### Task directions:
Output the stretch of the Greenville passage below from "Nestled in the" up to and including "came the foodies.", copied word for word.

### Passage:
The brainchild of platinum-selling singer and songwriter Edwin McCain and restaurateur Carl Sobocinski, Euphoria is organized by a non-profit group called Local Boys Do Good (LBDG). In addition to its mission to put Greenville on the map of great foodie cities, LBDG turns proceeds from Euphoria into grant moneys for food, hunger and health organizations in the upstate South Carolina area.

Nestled in the foothills of the Blue Ridge Mountains, Greenville is a small town with a big city vibe. Not terribly long ago, it was just another Southern textile town suffering from polluted rivers, over-farming, and main street blight. In the 1970s Max Heller, a Jewish immigrant who escaped the Nazis in 1938, became mayor of Greenville and inspired the revitalization of Greenville with big money investors such as BMW and Michelin. Heller further shaped the town with European ideals for outdoor meeting and eating spaces, walkable streets, and community parks. Next came the foodies.

Carl Sobocinski, who originally came to Greenville to study architecture at nearby Clemson University, was dazzled by food and food service when he took a job as a busboy during his third year at Clemson. He staked his claim in the mid-1990s and built a restaurant empire called Table 301 that now includes seven restaurants that dish out everything from street tacos to haute cuisine.

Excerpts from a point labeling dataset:
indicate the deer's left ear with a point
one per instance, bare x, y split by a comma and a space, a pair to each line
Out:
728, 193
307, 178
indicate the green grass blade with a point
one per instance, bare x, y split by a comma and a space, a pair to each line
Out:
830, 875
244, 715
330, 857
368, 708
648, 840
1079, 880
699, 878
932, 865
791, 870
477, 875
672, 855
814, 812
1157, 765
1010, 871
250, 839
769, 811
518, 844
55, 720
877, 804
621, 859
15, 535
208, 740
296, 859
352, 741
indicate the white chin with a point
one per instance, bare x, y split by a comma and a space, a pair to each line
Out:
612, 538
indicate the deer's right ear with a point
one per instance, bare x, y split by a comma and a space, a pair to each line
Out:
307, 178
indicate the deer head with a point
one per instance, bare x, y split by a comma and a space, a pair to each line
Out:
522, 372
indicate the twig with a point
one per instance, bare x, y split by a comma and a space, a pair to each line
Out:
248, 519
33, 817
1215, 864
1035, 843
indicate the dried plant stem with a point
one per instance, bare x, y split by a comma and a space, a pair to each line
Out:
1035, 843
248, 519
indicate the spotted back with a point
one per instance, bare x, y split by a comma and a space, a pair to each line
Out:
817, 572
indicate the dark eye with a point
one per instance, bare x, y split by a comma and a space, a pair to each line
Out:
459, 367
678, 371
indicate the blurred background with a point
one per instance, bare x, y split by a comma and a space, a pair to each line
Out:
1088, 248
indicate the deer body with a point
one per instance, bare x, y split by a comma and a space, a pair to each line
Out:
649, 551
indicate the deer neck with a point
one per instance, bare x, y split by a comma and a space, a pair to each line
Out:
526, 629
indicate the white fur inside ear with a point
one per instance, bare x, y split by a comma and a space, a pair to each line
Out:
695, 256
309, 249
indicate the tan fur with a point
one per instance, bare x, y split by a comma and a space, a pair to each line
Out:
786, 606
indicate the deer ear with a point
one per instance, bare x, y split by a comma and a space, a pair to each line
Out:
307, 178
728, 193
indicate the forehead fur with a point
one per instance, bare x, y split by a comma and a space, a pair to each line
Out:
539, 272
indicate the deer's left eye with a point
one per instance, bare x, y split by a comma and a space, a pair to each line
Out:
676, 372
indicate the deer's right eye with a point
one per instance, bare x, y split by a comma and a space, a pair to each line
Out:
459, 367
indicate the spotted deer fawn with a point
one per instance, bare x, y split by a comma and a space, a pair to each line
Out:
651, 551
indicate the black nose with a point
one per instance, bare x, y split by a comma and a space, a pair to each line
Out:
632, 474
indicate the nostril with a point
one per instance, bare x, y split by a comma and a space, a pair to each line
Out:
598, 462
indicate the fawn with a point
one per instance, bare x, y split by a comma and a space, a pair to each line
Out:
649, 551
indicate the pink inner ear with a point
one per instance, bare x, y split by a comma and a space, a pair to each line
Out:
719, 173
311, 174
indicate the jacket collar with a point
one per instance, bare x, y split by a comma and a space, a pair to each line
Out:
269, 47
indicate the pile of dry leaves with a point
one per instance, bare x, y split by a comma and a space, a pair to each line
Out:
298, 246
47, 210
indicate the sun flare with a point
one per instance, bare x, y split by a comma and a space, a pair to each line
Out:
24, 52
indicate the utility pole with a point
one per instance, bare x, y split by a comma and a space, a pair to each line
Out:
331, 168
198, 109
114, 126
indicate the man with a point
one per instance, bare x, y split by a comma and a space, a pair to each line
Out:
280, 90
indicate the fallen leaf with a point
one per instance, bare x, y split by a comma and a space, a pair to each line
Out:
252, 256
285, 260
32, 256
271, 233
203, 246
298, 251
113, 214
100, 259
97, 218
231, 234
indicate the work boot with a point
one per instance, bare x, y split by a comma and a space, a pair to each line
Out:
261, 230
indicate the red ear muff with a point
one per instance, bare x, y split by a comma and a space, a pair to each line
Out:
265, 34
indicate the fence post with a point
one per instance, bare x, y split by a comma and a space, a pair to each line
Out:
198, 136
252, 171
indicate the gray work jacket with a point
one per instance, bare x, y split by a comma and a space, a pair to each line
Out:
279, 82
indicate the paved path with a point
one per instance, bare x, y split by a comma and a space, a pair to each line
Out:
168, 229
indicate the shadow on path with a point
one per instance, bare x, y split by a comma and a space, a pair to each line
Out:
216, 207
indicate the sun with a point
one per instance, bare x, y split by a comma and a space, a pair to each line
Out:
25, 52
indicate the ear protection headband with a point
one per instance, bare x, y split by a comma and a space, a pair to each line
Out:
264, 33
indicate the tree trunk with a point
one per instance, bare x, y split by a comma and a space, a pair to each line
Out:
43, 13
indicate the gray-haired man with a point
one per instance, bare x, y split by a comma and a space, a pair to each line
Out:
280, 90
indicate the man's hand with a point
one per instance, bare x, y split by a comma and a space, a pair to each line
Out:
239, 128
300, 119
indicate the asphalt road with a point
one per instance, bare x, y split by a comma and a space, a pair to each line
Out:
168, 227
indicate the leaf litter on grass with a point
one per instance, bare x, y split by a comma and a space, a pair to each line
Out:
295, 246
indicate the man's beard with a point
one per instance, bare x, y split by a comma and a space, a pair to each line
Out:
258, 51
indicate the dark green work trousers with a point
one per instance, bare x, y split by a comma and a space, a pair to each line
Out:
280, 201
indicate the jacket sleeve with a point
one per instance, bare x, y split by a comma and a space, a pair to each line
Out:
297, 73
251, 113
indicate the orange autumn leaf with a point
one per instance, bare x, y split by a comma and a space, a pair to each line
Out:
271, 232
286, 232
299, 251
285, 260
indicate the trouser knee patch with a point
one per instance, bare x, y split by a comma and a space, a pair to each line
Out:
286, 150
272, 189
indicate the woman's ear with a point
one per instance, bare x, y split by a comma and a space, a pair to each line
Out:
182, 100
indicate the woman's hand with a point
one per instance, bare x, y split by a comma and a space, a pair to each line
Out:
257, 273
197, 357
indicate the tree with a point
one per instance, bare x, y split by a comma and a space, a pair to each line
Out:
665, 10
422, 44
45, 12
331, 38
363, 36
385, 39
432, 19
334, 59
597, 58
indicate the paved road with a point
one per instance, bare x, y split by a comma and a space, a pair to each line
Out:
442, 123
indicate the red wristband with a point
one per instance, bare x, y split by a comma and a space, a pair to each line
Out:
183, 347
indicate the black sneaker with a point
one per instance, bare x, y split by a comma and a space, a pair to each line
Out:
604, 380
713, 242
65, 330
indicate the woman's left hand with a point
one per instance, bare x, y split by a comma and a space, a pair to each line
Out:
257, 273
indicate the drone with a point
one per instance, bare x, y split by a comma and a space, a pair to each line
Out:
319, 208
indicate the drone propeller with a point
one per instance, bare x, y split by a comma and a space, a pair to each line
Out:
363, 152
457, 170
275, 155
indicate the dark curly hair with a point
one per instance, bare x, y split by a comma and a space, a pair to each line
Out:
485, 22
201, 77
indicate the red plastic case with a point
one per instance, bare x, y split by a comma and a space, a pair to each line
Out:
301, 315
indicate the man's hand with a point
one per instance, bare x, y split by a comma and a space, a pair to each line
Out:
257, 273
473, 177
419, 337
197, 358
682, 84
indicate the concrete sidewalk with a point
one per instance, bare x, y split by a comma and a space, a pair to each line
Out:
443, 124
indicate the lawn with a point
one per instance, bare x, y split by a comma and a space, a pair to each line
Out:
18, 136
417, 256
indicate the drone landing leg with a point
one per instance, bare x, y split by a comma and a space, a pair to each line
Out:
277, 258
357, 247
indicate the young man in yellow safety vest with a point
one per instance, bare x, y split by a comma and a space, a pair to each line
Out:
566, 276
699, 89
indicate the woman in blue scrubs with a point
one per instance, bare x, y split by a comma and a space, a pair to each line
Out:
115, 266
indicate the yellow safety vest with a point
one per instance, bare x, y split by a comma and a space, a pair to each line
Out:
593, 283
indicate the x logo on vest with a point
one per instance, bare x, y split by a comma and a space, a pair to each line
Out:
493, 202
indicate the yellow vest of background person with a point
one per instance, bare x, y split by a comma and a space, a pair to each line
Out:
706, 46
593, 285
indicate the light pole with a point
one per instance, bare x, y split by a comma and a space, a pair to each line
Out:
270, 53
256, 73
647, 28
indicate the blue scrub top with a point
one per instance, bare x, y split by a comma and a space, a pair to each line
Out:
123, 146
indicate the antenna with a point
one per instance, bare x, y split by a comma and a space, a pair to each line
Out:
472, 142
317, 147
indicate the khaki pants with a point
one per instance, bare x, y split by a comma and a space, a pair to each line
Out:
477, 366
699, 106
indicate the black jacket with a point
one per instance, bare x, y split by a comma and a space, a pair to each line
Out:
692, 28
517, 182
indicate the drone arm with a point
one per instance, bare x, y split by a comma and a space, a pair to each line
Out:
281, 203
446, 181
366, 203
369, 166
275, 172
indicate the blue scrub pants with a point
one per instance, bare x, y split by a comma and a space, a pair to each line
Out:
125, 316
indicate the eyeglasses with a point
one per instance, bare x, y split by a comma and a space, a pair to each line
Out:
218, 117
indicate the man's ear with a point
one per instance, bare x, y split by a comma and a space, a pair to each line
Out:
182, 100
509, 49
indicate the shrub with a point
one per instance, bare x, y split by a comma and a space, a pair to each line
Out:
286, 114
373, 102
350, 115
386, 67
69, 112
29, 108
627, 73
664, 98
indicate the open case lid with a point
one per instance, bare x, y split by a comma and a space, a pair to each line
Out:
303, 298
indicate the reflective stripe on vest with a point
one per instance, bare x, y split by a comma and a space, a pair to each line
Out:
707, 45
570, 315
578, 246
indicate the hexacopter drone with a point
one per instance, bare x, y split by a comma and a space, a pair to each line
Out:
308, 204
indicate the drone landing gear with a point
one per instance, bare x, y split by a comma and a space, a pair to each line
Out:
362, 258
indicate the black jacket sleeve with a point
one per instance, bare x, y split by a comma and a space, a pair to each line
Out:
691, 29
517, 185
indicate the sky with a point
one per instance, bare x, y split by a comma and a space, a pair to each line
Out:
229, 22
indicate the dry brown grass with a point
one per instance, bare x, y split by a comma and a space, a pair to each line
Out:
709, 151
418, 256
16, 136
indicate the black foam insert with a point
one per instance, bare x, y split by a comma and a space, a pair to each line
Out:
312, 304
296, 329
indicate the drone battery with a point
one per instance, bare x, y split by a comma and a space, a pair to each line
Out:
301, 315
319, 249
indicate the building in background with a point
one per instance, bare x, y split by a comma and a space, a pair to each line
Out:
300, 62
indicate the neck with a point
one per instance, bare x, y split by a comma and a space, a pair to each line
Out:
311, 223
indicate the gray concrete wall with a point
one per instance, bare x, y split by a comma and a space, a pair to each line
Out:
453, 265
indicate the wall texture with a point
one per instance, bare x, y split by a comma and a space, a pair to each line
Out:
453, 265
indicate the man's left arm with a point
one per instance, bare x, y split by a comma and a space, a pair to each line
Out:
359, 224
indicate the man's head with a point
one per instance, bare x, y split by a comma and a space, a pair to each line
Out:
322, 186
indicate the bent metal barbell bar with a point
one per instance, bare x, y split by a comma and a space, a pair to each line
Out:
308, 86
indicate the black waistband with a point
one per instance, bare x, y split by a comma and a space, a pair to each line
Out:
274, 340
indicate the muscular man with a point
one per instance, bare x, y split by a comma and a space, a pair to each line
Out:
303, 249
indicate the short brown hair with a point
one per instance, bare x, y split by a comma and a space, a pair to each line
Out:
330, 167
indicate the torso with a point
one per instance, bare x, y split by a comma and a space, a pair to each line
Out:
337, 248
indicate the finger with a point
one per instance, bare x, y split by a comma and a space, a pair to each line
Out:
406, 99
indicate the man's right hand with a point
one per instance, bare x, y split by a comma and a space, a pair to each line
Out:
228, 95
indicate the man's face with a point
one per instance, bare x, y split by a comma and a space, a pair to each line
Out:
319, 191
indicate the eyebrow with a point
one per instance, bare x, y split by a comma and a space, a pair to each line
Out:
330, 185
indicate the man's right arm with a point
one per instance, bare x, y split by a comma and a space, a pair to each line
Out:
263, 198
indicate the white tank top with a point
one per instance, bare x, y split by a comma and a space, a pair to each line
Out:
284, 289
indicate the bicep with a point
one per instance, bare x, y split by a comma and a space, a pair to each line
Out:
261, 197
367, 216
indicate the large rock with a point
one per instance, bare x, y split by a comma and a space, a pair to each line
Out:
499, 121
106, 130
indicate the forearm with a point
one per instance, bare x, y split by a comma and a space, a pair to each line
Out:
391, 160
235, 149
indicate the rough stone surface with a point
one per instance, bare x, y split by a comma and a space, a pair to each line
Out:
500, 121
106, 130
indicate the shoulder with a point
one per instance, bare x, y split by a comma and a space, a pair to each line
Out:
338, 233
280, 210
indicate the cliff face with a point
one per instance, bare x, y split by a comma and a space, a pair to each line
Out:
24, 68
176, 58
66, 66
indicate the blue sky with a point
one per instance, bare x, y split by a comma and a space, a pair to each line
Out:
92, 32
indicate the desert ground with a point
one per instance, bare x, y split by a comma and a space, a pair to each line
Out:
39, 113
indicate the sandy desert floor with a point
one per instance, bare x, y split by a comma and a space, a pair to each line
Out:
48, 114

### Task output:
Nestled in the foothills of the Blue Ridge Mountains, Greenville is a small town with a big city vibe. Not terribly long ago, it was just another Southern textile town suffering from polluted rivers, over-farming, and main street blight. In the 1970s Max Heller, a Jewish immigrant who escaped the Nazis in 1938, became mayor of Greenville and inspired the revitalization of Greenville with big money investors such as BMW and Michelin. Heller further shaped the town with European ideals for outdoor meeting and eating spaces, walkable streets, and community parks. Next came the foodies.